[Stored data entries]

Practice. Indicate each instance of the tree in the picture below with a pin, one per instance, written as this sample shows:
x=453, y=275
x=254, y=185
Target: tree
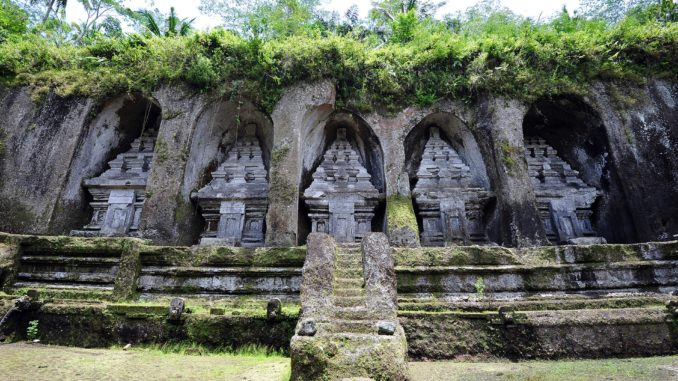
x=611, y=11
x=266, y=19
x=51, y=6
x=13, y=19
x=172, y=26
x=397, y=20
x=99, y=15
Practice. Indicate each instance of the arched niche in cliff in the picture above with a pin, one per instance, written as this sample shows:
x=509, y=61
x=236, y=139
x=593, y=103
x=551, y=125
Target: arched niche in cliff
x=344, y=143
x=578, y=191
x=216, y=161
x=124, y=125
x=451, y=190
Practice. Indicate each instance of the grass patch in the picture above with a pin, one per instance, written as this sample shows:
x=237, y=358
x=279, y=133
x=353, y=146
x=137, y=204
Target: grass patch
x=653, y=368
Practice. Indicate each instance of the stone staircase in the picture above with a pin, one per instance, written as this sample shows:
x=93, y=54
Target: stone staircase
x=67, y=270
x=349, y=315
x=344, y=330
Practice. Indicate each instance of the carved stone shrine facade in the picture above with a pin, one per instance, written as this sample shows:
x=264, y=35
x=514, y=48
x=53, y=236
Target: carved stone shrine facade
x=449, y=203
x=235, y=202
x=341, y=199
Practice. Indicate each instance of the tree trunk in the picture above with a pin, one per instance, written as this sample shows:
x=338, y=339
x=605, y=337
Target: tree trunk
x=49, y=10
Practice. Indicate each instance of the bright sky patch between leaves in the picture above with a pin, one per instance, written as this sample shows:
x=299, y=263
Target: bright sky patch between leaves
x=189, y=9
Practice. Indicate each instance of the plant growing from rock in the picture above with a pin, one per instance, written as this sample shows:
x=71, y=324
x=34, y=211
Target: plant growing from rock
x=480, y=287
x=32, y=330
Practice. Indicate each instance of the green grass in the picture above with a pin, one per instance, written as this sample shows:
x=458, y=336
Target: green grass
x=500, y=55
x=636, y=369
x=39, y=362
x=251, y=350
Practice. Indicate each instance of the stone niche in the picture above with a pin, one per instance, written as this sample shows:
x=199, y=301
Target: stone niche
x=119, y=193
x=564, y=200
x=449, y=201
x=341, y=199
x=577, y=133
x=235, y=202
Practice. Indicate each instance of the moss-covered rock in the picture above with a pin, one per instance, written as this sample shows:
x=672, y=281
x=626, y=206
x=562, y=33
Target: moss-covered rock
x=401, y=221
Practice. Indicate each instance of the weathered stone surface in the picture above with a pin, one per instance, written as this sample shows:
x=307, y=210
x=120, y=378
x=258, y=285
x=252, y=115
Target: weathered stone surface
x=564, y=200
x=120, y=191
x=380, y=278
x=307, y=328
x=450, y=202
x=341, y=199
x=318, y=275
x=234, y=203
x=640, y=126
x=355, y=336
x=301, y=107
x=39, y=140
x=273, y=309
x=167, y=208
x=387, y=327
x=500, y=124
x=176, y=309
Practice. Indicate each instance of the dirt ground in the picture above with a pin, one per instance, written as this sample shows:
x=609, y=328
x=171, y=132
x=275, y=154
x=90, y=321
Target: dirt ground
x=645, y=369
x=30, y=362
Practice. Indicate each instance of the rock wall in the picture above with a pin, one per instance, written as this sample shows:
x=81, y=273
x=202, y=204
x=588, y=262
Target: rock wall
x=50, y=146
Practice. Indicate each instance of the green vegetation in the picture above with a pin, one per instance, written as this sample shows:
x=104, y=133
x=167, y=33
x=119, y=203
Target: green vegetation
x=400, y=214
x=406, y=58
x=41, y=362
x=480, y=287
x=653, y=368
x=32, y=330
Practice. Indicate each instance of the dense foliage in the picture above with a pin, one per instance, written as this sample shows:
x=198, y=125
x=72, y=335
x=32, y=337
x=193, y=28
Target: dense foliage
x=418, y=59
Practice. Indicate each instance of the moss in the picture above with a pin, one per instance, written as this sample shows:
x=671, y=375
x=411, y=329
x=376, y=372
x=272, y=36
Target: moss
x=509, y=156
x=161, y=151
x=132, y=309
x=400, y=214
x=15, y=216
x=279, y=257
x=455, y=256
x=3, y=144
x=128, y=272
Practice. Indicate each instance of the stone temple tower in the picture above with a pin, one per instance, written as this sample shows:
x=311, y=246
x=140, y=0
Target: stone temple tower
x=449, y=202
x=119, y=192
x=235, y=202
x=341, y=199
x=564, y=200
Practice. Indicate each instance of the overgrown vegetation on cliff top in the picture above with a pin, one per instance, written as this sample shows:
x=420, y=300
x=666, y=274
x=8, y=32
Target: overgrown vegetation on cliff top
x=419, y=61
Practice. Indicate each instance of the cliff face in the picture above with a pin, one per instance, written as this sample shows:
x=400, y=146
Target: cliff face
x=622, y=141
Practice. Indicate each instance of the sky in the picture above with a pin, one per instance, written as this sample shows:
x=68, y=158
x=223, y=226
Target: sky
x=189, y=9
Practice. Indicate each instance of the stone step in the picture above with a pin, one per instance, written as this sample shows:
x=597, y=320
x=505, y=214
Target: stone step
x=350, y=260
x=349, y=265
x=349, y=301
x=353, y=313
x=353, y=291
x=348, y=326
x=69, y=261
x=70, y=277
x=349, y=273
x=66, y=286
x=348, y=282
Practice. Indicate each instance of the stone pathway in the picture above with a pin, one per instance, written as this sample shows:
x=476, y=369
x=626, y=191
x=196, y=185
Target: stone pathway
x=349, y=326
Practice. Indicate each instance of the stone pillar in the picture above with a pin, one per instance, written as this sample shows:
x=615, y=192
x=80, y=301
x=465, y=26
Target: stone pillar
x=40, y=141
x=500, y=122
x=295, y=110
x=162, y=219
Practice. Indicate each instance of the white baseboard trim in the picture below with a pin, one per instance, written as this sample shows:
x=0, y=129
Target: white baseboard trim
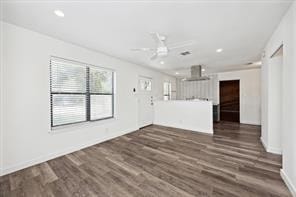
x=270, y=149
x=50, y=156
x=205, y=131
x=288, y=182
x=250, y=122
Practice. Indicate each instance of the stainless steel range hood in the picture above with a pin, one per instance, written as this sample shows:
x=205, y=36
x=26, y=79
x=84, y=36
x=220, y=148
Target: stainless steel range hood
x=196, y=74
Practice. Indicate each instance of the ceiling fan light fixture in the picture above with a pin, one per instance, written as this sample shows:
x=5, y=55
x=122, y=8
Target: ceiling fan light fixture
x=219, y=50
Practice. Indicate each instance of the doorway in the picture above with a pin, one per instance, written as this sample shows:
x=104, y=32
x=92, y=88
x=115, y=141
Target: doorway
x=145, y=101
x=230, y=101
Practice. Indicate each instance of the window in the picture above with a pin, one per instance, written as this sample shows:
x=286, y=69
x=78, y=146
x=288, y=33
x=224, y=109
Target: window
x=167, y=91
x=80, y=92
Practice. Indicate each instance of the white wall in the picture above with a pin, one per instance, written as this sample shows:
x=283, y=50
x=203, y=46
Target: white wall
x=250, y=94
x=1, y=94
x=27, y=139
x=272, y=140
x=285, y=34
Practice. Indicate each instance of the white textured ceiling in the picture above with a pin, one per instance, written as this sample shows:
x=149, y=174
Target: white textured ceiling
x=241, y=28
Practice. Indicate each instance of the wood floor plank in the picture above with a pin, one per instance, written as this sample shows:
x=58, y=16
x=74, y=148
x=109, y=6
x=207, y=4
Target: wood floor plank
x=159, y=161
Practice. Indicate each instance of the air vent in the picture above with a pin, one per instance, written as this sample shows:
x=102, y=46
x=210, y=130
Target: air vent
x=185, y=53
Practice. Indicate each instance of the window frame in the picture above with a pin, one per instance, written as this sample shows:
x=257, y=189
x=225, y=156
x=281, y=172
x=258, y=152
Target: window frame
x=87, y=93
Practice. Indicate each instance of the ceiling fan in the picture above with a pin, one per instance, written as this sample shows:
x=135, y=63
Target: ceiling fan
x=162, y=50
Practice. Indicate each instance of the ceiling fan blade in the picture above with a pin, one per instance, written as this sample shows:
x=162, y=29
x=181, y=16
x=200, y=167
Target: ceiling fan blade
x=143, y=49
x=154, y=56
x=157, y=37
x=181, y=45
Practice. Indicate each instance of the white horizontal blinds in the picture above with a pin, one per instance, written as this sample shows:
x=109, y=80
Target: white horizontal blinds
x=101, y=93
x=68, y=92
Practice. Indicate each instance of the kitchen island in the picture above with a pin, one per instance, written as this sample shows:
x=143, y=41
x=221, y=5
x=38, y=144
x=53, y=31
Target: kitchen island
x=195, y=115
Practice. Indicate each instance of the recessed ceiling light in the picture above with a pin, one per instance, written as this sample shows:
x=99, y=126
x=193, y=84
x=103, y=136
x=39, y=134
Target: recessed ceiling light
x=219, y=50
x=59, y=13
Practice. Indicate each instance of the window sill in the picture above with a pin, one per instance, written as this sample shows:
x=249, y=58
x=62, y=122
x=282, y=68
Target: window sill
x=81, y=125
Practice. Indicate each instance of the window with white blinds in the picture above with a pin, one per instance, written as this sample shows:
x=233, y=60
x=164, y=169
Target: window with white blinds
x=80, y=92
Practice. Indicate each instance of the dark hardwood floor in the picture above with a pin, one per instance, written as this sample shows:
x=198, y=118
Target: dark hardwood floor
x=159, y=161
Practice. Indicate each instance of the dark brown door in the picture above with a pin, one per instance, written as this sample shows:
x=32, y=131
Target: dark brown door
x=229, y=100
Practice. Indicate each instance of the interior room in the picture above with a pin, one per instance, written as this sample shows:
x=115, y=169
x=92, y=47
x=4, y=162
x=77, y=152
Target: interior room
x=148, y=98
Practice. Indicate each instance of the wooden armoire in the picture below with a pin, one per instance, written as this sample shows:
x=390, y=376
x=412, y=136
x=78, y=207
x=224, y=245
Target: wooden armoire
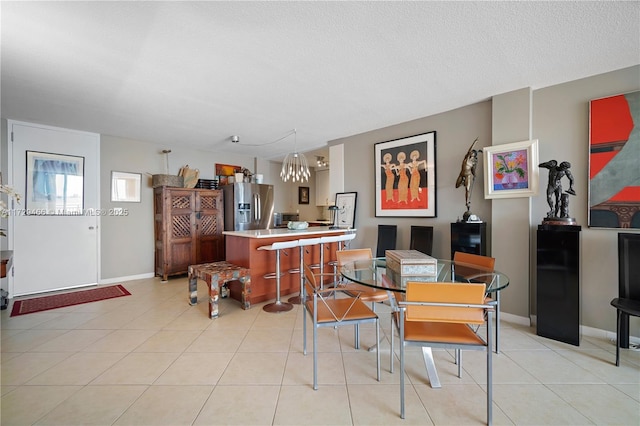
x=188, y=228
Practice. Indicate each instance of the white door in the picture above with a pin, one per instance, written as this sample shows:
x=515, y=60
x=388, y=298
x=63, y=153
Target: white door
x=53, y=251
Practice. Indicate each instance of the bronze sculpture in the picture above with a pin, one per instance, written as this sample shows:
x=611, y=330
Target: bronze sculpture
x=467, y=176
x=554, y=189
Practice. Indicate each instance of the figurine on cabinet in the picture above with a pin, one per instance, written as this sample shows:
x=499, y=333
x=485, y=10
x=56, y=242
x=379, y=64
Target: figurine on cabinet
x=467, y=177
x=557, y=200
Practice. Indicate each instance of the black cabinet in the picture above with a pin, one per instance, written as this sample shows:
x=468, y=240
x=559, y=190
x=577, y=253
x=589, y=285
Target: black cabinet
x=469, y=238
x=558, y=283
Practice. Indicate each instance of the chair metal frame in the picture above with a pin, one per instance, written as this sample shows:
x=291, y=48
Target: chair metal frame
x=366, y=294
x=336, y=312
x=443, y=318
x=387, y=239
x=303, y=244
x=482, y=262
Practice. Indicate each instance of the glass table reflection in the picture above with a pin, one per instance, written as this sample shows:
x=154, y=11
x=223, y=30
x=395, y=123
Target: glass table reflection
x=374, y=273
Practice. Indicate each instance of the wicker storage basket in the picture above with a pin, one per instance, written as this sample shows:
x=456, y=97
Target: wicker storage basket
x=167, y=180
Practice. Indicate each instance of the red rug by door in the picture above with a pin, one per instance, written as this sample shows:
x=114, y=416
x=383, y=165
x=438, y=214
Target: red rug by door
x=38, y=304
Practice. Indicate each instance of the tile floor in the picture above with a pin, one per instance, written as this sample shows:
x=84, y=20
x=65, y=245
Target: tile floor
x=151, y=359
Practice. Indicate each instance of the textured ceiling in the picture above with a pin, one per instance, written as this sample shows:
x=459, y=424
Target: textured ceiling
x=196, y=73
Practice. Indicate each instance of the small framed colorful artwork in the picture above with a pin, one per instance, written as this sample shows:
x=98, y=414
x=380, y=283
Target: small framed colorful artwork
x=511, y=170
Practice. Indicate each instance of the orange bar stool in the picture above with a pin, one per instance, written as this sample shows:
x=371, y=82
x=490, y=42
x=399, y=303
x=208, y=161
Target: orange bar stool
x=303, y=244
x=278, y=306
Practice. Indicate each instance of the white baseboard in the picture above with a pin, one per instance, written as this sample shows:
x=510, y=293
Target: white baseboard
x=589, y=331
x=127, y=278
x=515, y=319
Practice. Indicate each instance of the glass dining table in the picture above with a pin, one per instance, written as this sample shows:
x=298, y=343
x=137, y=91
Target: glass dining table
x=374, y=273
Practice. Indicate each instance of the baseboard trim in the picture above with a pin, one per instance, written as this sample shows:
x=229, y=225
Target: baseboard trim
x=127, y=278
x=593, y=332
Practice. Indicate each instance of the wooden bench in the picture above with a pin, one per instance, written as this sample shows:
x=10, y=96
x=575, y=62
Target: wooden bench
x=217, y=274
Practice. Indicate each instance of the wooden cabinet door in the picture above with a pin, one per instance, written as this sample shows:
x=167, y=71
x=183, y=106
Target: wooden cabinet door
x=209, y=227
x=180, y=240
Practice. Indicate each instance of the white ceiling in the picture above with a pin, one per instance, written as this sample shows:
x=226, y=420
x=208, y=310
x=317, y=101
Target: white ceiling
x=196, y=73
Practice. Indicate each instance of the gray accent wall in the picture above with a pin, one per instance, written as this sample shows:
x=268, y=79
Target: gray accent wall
x=558, y=116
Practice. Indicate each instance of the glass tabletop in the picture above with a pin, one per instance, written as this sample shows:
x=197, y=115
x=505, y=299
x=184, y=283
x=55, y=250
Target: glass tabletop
x=374, y=273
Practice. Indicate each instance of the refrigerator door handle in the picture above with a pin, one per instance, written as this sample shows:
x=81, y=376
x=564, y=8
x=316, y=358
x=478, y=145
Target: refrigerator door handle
x=257, y=206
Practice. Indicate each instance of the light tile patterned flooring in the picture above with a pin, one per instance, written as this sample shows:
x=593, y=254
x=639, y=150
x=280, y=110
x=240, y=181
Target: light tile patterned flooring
x=151, y=359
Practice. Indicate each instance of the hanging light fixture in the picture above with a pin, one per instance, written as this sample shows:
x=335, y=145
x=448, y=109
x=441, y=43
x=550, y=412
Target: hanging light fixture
x=295, y=166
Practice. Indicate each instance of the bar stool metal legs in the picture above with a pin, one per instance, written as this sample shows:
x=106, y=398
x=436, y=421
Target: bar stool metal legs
x=278, y=305
x=303, y=244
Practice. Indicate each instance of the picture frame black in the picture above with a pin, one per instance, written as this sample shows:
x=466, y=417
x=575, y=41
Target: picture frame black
x=303, y=195
x=406, y=189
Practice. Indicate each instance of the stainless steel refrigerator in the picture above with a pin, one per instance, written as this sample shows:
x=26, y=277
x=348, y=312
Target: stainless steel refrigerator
x=248, y=206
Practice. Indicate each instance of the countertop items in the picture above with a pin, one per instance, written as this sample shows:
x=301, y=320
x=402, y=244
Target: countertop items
x=284, y=232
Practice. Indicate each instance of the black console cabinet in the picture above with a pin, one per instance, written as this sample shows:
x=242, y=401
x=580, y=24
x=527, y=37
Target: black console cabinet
x=469, y=237
x=558, y=283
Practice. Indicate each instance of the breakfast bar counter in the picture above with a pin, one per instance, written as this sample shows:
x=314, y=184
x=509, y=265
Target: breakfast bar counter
x=242, y=250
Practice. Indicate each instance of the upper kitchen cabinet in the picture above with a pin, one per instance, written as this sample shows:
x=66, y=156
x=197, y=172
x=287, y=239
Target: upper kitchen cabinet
x=323, y=196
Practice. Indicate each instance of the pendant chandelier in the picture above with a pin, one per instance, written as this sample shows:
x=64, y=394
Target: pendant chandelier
x=295, y=166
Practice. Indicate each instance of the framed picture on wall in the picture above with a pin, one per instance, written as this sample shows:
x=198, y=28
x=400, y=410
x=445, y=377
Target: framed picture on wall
x=614, y=147
x=511, y=170
x=405, y=176
x=303, y=195
x=346, y=213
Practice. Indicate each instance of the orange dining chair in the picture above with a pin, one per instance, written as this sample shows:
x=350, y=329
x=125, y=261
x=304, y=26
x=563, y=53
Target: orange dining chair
x=366, y=294
x=481, y=271
x=440, y=315
x=328, y=311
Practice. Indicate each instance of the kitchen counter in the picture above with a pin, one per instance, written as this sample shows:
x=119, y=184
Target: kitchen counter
x=242, y=250
x=286, y=232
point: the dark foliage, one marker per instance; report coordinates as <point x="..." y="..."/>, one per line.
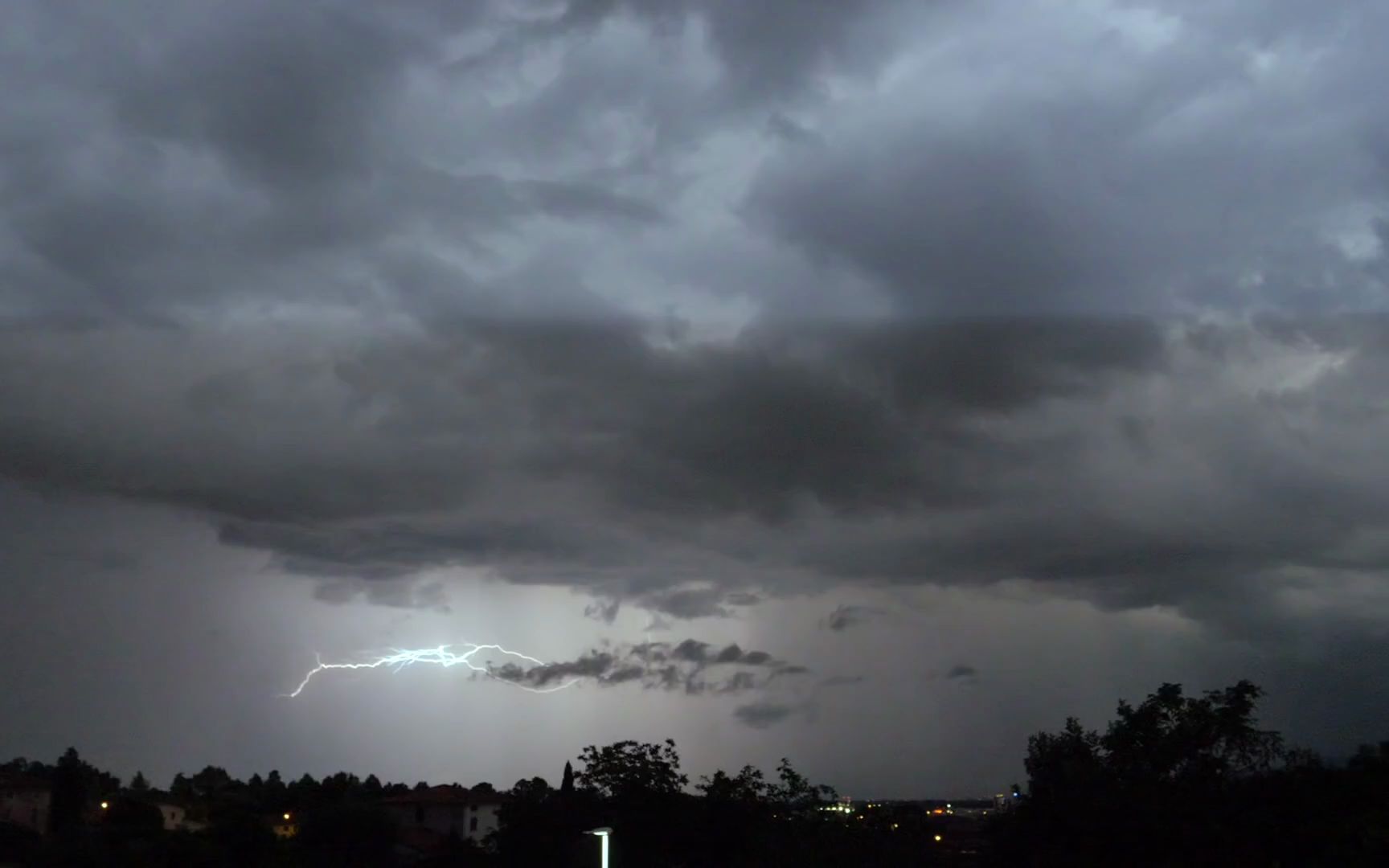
<point x="1192" y="781"/>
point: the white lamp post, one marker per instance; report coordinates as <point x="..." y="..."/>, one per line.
<point x="603" y="835"/>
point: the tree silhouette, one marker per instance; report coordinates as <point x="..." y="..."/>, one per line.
<point x="633" y="770"/>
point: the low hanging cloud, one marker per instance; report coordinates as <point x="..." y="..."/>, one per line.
<point x="690" y="665"/>
<point x="1108" y="328"/>
<point x="846" y="616"/>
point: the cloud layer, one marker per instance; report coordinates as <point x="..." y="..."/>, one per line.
<point x="904" y="295"/>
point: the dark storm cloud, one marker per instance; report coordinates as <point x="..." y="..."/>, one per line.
<point x="690" y="667"/>
<point x="286" y="268"/>
<point x="843" y="617"/>
<point x="771" y="49"/>
<point x="760" y="715"/>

> [What is required]: Of the entries above, transcribe exactly those lines that fall between the line containing "Target: figurine on cabinet" and the line containing "x=589, y=285", together with those two lines.

> [Response below]:
Target: figurine on cabinet
x=467, y=177
x=557, y=200
Practice. Indicate each instance of the black cabinet in the picture above with a pin, one per instance, written as this sample shows:
x=468, y=240
x=559, y=190
x=577, y=253
x=589, y=285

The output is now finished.